It does not require an advanced degree to decipher one key strategic calculus underlying President Joe Biden’s multi-pronged industrial policy agenda, designed to bolster domestic manufacturing while speeding the transition to a green economy and now nicknamed “Bidenomics” by friend and foe alike. In the nine months beginning in August 2022, more than 75 percent of new investment subsidized by the CHIPS and Inflation Reduction Acts, Bidenomics’ legislative centerpieces, went towards semiconductor and clean energy projects located in Republican congressional districts. Two deep-red states, Georgia and South Carolina, led all others during that time in newly announced manufacturing endeavors. The southeast generally, a bastion of GOP control, has attracted more federally subsidized projects than any other region in the country.
Not content to let such numbers speak for themselves, the White House spent much of the year hammering home to voters just who they have to thank for the windfall. So it was that Vice President Kamala Harris was dispatched to Dalton, Georgia, in the heart of administration-scourge Marjorie Taylor Greene’s district, to tout a new $2.5 billion investment by a South Korean clean energy company that promised to “create 2,500 more jobs right here in Georgia.” As Biden himself reminded an audience in West Columbia, South Carolina, home to a new solar energy partnership made possible by tax incentives provided by the IRA, “Every Republican member of the House in this state voted to repeal the clean energy provisions of the Inflation Reduction Act that…attracted all these jobs.”

▶ **Jobs**
1. Answer these questions using the Bidenomics passage:
(a) What share of new investment subsidized by the CHIPS and Inflation Reduction Acts went to projects in Republican congressional districts?
(b) Which two states led all others in newly announced manufacturing endeavors?
(c) How large was the investment Kamala Harris promoted in Dalton, Georgia?
2. Condense the paragraph of the Bidenomics passage that opens "Not content to let such numbers speak for themselves" into a shorter version that keeps its main facts.
The items that follow come from a separate source unrelated to the Bidenomics passage.

Extracted data entries
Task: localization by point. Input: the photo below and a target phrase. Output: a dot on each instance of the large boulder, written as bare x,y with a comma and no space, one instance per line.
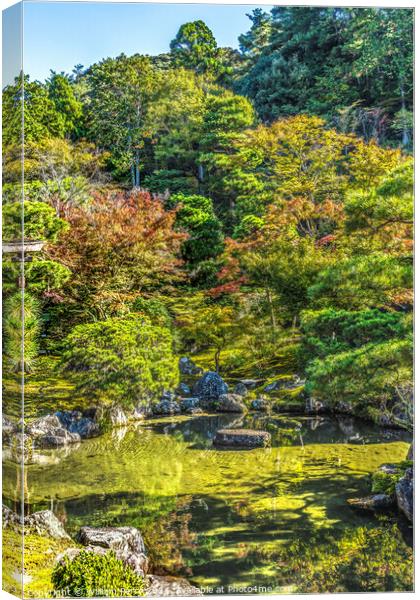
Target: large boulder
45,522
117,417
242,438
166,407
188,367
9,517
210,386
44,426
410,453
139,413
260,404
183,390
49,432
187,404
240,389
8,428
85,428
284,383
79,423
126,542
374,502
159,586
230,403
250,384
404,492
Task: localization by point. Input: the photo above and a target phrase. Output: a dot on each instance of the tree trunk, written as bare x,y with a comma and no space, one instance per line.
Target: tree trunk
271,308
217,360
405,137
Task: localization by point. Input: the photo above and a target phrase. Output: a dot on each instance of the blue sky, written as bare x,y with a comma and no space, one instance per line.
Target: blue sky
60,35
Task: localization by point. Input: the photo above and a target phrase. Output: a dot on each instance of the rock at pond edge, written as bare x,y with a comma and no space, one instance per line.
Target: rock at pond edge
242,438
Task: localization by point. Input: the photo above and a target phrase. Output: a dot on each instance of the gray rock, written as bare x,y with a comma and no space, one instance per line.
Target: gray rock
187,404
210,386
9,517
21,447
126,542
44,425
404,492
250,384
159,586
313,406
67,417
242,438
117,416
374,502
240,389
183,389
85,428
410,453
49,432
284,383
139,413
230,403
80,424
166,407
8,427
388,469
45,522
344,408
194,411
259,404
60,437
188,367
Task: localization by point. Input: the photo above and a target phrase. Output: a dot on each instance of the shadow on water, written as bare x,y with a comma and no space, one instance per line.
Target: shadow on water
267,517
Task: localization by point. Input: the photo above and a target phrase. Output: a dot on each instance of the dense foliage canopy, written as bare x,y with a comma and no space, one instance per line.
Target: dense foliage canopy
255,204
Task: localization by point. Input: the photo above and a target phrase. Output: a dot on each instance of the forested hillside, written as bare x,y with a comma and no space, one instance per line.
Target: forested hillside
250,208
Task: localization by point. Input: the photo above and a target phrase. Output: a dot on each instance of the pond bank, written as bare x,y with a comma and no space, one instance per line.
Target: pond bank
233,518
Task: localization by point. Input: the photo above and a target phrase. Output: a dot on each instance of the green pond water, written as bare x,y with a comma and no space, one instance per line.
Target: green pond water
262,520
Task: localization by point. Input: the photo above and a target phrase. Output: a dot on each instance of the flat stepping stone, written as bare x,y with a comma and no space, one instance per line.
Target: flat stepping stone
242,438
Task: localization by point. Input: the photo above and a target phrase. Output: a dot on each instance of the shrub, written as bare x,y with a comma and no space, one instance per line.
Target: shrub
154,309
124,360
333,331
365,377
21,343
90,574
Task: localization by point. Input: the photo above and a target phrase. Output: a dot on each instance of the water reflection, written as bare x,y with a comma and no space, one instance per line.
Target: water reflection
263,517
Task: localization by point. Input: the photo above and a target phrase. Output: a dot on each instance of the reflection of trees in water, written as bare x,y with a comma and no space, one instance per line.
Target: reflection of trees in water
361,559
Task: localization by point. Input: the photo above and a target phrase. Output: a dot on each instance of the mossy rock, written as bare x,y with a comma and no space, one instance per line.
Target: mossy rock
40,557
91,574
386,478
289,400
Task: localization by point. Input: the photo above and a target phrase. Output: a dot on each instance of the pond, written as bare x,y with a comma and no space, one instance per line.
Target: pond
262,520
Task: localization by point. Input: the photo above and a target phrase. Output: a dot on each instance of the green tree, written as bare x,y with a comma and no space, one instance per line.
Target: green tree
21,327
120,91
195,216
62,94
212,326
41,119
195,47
...
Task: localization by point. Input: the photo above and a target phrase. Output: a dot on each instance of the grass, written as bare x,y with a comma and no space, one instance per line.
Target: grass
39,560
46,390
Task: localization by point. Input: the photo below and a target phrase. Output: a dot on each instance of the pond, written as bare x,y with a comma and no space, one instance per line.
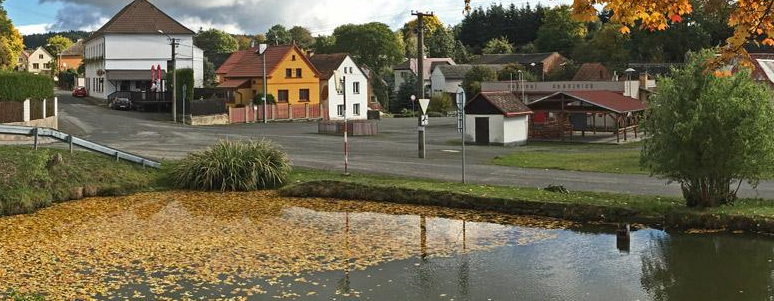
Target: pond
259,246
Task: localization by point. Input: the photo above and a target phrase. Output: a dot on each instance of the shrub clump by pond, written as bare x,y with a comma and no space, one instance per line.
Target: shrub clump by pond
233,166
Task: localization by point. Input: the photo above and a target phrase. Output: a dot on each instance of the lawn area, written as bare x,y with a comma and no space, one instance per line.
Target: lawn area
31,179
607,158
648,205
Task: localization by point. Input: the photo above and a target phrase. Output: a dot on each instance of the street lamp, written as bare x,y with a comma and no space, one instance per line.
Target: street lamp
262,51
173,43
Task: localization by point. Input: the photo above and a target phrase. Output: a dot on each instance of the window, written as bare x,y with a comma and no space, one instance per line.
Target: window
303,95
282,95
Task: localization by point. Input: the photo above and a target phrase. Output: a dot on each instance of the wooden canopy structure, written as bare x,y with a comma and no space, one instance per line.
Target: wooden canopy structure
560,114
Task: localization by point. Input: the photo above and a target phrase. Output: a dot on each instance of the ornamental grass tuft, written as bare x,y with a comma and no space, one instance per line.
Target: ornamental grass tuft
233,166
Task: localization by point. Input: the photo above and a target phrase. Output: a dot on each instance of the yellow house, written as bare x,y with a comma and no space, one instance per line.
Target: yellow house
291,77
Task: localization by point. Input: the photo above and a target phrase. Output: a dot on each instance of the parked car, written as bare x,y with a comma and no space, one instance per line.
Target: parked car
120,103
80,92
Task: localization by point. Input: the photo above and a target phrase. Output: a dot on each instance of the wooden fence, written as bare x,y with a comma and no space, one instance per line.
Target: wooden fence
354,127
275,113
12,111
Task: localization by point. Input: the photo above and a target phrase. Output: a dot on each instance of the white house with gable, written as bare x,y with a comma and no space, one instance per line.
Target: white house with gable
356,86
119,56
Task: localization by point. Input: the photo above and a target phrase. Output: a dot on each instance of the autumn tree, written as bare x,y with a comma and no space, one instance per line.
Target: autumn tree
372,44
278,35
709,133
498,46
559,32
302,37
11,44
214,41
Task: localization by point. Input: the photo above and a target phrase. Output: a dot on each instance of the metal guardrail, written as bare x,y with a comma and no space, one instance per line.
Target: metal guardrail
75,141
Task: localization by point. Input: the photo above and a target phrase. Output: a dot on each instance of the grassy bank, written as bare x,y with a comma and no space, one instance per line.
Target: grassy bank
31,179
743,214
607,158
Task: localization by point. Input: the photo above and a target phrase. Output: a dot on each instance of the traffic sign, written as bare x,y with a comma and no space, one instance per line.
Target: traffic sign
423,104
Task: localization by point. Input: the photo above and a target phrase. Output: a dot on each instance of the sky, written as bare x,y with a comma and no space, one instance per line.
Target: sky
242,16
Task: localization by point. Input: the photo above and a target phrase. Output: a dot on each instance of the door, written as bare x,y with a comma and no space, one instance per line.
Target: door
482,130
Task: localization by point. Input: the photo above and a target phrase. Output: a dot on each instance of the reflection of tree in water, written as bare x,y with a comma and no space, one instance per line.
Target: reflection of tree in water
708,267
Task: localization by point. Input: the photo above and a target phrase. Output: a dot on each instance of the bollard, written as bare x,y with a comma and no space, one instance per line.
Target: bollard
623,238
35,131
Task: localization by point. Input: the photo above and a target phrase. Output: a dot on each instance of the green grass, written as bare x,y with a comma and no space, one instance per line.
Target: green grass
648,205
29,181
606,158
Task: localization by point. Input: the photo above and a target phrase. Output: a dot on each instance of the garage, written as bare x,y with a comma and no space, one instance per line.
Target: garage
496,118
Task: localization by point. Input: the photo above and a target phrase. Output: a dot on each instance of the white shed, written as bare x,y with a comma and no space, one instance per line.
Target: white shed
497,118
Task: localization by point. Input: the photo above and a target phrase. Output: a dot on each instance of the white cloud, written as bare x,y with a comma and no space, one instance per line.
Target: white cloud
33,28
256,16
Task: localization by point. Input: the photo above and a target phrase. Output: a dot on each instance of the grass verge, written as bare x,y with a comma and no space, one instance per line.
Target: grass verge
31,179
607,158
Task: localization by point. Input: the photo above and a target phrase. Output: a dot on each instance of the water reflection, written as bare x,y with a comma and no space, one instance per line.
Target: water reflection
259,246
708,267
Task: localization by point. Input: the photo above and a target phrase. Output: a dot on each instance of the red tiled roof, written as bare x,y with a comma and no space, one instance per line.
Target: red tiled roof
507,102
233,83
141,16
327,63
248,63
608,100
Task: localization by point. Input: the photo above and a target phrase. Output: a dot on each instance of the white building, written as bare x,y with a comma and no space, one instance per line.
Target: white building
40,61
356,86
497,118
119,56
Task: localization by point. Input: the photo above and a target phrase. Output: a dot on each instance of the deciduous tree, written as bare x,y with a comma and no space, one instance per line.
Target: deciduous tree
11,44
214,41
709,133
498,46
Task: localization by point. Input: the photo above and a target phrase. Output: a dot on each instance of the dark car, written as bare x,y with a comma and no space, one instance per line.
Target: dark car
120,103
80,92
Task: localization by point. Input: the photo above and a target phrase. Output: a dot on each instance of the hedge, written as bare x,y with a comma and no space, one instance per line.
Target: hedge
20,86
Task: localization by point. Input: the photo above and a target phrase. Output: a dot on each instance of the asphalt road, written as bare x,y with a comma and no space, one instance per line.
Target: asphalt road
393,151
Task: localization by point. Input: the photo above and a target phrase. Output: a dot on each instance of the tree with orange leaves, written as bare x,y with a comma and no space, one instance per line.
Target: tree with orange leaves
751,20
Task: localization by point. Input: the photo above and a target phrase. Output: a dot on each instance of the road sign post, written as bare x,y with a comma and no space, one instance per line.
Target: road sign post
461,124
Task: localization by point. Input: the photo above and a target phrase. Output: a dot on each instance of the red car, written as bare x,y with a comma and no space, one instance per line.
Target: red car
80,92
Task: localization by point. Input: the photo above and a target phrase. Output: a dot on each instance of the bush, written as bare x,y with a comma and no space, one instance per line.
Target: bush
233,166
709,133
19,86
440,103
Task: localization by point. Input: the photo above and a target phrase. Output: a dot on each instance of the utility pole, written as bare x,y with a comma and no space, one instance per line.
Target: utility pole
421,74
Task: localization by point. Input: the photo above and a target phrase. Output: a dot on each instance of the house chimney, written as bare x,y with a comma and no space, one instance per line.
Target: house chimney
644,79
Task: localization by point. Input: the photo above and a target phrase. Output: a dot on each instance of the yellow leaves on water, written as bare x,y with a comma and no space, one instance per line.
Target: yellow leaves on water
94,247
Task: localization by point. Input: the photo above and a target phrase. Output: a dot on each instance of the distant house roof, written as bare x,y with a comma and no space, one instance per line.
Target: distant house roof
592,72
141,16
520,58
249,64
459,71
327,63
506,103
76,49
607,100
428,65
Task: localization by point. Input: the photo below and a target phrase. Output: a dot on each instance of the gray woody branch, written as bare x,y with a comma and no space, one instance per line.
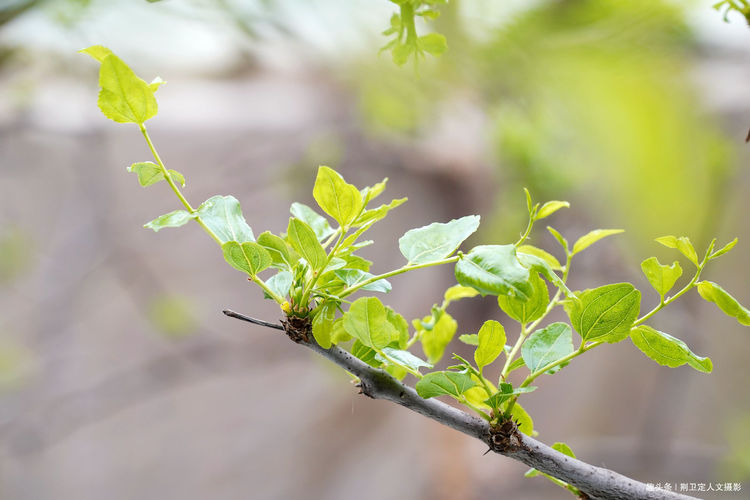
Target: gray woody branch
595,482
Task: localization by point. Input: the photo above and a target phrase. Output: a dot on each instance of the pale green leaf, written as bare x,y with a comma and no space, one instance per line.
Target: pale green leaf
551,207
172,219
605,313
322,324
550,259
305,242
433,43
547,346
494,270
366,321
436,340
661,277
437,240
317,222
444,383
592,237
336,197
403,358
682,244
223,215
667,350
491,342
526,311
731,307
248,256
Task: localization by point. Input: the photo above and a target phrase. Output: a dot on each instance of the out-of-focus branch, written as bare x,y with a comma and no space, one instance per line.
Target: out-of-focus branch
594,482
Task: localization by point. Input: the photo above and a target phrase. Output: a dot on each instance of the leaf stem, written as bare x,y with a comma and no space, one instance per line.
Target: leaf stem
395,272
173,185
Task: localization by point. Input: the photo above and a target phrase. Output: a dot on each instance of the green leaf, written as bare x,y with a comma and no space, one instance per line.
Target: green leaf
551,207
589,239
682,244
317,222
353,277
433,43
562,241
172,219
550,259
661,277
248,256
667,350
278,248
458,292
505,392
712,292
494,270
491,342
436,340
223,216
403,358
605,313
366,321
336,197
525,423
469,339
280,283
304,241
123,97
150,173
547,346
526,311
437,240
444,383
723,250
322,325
--
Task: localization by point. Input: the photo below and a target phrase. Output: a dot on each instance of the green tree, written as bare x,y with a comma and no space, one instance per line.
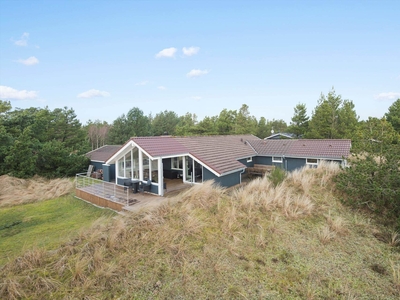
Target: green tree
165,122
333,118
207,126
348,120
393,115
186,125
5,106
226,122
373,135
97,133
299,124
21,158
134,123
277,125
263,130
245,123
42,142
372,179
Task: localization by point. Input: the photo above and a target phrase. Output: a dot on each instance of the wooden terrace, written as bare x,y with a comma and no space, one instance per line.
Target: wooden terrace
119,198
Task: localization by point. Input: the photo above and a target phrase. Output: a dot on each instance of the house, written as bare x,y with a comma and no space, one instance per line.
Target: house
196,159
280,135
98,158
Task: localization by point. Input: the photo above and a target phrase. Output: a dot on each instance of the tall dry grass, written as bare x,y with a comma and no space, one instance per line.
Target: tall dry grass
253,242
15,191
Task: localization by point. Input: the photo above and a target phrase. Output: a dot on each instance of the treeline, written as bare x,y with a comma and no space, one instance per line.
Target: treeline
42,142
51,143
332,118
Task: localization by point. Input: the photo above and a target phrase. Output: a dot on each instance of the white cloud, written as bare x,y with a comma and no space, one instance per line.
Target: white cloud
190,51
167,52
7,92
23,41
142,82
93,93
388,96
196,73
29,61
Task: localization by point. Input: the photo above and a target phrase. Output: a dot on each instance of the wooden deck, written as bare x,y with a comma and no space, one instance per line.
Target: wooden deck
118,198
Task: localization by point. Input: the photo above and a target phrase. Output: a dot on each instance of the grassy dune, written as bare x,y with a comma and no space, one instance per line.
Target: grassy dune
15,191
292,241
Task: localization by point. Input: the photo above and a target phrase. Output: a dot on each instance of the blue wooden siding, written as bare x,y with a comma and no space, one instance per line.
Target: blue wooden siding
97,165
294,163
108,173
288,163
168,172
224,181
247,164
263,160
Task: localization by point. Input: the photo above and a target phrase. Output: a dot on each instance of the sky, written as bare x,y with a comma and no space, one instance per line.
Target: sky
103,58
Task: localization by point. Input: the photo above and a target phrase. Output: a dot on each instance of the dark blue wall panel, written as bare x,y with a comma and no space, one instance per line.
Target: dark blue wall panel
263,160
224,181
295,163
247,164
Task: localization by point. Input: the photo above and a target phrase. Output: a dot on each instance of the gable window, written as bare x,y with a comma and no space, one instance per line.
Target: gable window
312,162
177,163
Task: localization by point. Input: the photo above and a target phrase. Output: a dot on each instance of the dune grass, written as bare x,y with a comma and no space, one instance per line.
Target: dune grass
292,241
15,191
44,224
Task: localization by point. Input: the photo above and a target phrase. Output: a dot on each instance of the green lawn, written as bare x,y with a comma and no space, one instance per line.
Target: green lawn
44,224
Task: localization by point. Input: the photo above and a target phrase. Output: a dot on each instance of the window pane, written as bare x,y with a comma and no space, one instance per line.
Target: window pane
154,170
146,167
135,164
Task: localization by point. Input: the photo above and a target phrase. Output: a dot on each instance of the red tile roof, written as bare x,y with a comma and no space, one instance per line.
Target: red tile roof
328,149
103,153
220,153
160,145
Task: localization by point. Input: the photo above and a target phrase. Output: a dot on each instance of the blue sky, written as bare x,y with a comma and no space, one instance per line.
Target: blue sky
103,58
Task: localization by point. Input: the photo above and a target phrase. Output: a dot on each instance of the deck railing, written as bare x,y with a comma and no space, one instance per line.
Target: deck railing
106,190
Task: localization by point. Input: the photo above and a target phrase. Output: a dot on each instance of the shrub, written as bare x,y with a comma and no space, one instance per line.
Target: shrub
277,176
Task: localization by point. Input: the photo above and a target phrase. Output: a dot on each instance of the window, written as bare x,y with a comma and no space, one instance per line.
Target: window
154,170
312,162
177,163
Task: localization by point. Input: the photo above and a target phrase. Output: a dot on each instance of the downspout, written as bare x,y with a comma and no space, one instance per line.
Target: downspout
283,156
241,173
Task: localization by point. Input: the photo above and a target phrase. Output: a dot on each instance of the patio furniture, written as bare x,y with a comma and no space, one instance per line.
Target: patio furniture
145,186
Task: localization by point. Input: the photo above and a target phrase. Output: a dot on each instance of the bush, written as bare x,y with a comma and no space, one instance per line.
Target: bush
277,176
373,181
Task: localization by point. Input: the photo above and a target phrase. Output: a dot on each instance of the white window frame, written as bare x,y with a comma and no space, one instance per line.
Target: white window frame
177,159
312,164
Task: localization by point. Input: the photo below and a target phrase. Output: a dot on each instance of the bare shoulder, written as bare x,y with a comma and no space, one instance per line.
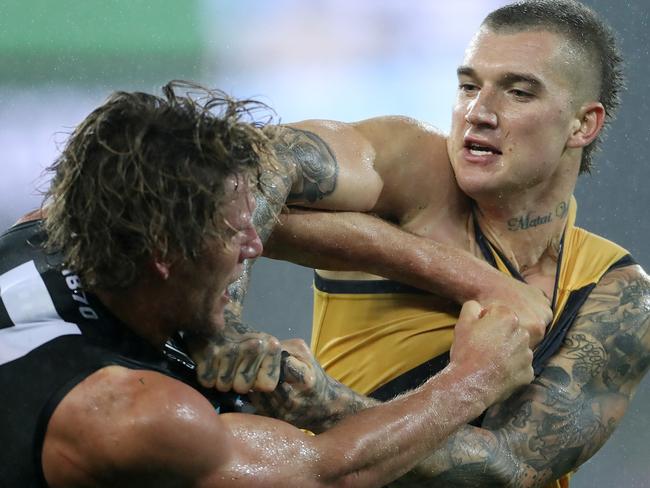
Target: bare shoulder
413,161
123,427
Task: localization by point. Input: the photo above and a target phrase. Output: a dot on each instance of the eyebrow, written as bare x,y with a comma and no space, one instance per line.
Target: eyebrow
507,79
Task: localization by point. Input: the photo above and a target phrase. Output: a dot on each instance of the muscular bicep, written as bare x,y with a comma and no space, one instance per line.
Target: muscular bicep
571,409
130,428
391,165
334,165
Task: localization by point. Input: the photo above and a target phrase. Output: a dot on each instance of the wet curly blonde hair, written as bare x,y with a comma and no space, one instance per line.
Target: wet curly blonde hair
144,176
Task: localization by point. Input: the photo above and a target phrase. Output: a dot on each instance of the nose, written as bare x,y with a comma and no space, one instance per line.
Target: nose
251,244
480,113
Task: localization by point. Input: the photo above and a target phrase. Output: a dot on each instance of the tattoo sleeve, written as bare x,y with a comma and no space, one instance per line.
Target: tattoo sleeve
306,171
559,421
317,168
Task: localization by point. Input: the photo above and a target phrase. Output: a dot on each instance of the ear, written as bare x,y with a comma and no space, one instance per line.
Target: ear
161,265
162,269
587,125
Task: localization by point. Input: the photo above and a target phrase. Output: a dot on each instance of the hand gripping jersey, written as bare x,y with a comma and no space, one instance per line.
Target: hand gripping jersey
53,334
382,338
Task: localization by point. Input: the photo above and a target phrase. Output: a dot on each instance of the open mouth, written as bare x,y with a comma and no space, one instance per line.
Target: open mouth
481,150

▶ **Responses for each task**
1.
(a) More than 75 percent.
(b) Georgia and South Carolina.
(c) $2.5 billion, by a South Korean clean energy company.

2. The White House spent much of the year reminding voters who to credit for the new investment. Vice President Kamala Harris went to Dalton, Georgia, in Marjorie Taylor Greene's district, to promote a $2.5 billion investment by a South Korean clean energy company promising 2,500 jobs. In West Columbia, South Carolina, home to a new solar partnership enabled by IRA tax incentives, Biden noted that every Republican House member from the state had voted to repeal the act's clean energy provisions.